"""
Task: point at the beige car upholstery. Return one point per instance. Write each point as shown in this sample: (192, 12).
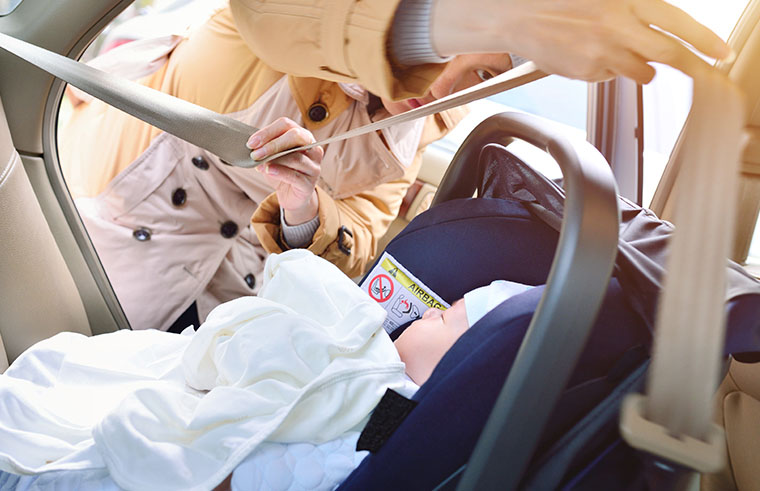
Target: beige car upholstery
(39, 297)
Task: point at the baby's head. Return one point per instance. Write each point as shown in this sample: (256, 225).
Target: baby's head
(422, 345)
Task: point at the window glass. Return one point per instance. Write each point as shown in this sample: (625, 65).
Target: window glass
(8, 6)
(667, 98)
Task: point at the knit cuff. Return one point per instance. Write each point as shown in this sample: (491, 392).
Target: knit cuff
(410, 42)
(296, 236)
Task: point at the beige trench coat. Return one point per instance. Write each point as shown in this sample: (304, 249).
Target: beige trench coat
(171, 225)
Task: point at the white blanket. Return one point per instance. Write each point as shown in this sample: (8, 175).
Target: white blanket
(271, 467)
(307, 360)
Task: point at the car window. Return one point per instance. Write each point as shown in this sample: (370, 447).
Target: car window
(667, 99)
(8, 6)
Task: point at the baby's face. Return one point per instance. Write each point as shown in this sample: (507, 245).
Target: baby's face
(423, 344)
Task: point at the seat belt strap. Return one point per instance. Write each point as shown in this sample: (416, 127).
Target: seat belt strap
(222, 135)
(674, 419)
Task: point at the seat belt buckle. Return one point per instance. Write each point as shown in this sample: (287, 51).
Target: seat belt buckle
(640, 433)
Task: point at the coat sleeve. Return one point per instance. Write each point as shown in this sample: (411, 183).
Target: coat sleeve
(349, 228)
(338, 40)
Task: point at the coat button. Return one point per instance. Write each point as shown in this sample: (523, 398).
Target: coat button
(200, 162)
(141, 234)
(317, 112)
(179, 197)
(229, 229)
"""
"""
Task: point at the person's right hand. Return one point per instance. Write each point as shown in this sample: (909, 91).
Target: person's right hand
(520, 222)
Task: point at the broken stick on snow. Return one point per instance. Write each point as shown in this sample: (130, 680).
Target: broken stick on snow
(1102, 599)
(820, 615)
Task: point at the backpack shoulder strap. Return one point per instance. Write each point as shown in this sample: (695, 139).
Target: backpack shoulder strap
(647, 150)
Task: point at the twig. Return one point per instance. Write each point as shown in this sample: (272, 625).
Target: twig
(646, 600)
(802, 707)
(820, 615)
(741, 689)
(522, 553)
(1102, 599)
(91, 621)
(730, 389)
"""
> **Work to complete**
Which lines of the records contain the word "hand" with the same capitalization? Copy out each of those lines.

> **Result**
Task: point at the person's right hand. Return one point per instance. Write each point as shown in this sample: (909, 91).
Target: person's right hand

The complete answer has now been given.